◆ QUESTIONS SUR LE DOCUMENT:
**A)** Selon la critique des « Corrections » de Jonathan Franzen, à quel rang le New York Times a-t-il placé ce roman parmi les cent ouvrages les plus importants du XXIᵉ siècle ?
**B)** Poursuivez la critique des « Corrections » de Jonathan Franzen après sa dernière phrase.

◆ TEXTE FOURNI:
....

01/11/2025

"Les Corrections" de Jonathan Franzen

the corrections

Lorsque j’ai ouvert "Les Corrections", c’est en suivant la recommandation du The New York Times, qui l’avait classé parmi les cent ouvrages les plus importants du XXIᵉ siècle : à la cinquième place, rien de moins. Une telle distinction crée des attentes considérables, et le roman de Franzen, à bien des endroits, y répond avec éclat.

Au centre du livre se trouve la famille Lambert : Enid et Alfred, couple vieillissant du Midwest, et leurs trois enfants adultes : Gary, Chip et Denise. Enid rêve d’un dernier Noël parfait à St. Jude, leur ville natale, tandis que ses enfants, chacun à sa manière, s’enlisent dans la désillusion : Gary, banquier prospère mais dévasté intérieurement ; Chip, universitaire déchu lancé dans des affaires douteuses ; Denise, cheffe brillante tiraillée entre ambition, loyauté et culpabilité. À travers leurs histoires, le roman met au jour les failles qui, peu à peu, ont fissuré une famille jadis soudée par la routine, la foi et le devoir.

Les pages les plus bouleversantes sont celles consacrées à leur enfance. Franzen y déploie une écriture d’une précision tendre, attentive aux moindres frémissements du quotidien. En glissant sans effort d’une conscience à l’autre, il donne l’impression d’un organisme unique dont chaque membre n’existerait qu’à travers les autres. Dans ces passages, le livre respire, palpite, devient presque douloureusement vrai.

La structure non chronologique renforce cette impression. Elle épouse les mouvements de la mémoire, qui fait sans cesse remonter le passé dans le présent. Mais cette fragmentation révèle aussi les inégalités du roman : certaines sections brillent par leur justesse et leur profondeur, tandis que d’autres s’alourdissent de satire ou s’égarent dans l’excès.

....

◆ LIGNES DE DONNÉES:
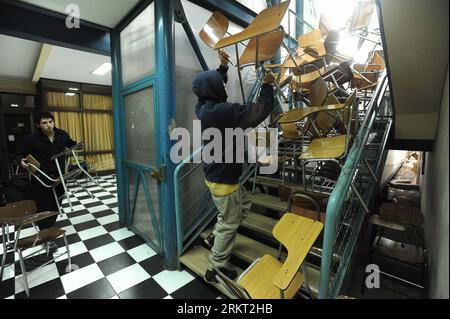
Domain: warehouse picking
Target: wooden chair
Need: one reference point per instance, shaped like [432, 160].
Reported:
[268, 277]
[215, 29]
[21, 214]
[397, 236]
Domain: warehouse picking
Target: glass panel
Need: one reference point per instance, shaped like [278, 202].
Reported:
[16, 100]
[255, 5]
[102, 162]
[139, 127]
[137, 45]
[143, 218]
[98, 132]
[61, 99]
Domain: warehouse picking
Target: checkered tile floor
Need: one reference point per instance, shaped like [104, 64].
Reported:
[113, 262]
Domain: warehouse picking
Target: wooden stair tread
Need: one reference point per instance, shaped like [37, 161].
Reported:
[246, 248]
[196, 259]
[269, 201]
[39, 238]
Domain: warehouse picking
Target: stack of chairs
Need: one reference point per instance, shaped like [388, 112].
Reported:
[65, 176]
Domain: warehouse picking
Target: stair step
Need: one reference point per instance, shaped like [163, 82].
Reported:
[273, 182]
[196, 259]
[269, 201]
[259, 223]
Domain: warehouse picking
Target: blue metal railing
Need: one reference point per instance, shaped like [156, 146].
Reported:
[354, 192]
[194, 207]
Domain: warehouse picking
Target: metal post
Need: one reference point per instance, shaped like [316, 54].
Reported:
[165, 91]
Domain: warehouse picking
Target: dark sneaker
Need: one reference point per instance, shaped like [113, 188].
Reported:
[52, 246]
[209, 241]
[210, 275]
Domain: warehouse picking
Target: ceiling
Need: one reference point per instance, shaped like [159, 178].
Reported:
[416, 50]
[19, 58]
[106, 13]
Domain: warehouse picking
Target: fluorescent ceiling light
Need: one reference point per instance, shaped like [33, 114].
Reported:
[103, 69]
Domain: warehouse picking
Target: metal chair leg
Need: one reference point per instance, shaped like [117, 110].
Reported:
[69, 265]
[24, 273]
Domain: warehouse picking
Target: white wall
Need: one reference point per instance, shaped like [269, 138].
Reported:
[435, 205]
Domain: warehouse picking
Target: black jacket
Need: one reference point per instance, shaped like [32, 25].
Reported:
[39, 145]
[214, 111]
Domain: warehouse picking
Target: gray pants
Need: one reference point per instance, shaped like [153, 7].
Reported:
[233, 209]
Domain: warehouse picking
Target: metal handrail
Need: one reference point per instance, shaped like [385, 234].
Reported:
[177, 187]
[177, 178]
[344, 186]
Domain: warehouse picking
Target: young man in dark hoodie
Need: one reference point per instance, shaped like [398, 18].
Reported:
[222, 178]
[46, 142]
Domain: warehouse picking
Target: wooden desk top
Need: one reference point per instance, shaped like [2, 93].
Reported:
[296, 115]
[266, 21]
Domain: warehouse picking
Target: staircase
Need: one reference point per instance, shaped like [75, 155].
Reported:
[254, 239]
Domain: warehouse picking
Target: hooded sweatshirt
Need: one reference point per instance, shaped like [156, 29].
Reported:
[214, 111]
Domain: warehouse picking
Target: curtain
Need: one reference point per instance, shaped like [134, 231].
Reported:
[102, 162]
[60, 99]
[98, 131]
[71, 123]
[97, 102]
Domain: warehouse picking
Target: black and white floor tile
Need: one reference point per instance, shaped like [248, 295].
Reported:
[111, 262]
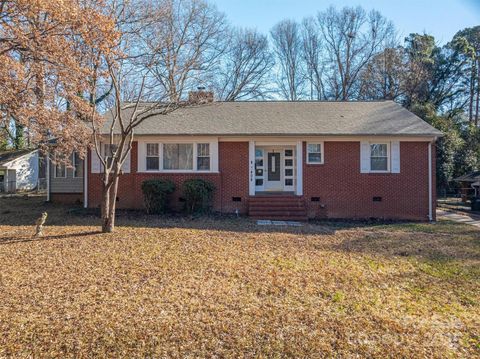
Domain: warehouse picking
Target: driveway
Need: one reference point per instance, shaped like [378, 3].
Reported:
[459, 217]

....

◆ RÉSULTATS DES TÂCHES:
**A)** À la cinquième place.

**B)**
La partie la plus faible, selon moi, est celle où Chip travaille comme promoteur culturel en Lituanie. Ce qui devait être une comédie noire glisse vers la caricature. La Lituanie post-soviétique y apparaît comme un territoire de truands sans substance, une vision condescendante et assez éloignée du réel. L’humour, ailleurs incisif, devient ici pesant et presque grinçant.

Franzen se rachète toutefois dans les chapitres décrivant l’affaiblissement d’Alfred, emporté par la maladie de Parkinson. Ce sont des pages d’une grande humanité, sobres, douloureuses, qui disent la fragilité du corps et la persistance de la dignité. Elles restent longtemps en mémoire, bien après que la satire s’est dissipée.

En fin de compte, "Les Corrections" est un roman profondément humain, quoique inégal. Il navigue entre ironie et compassion, éclairs de génie et débordements. Mais malgré ses failles, il demeure une méditation puissante sur la famille, la mémoire et ces petites corrections douloureuses par lesquelles nous tentons, un jour ou l’autre, de remettre un peu d’ordre dans nos vies.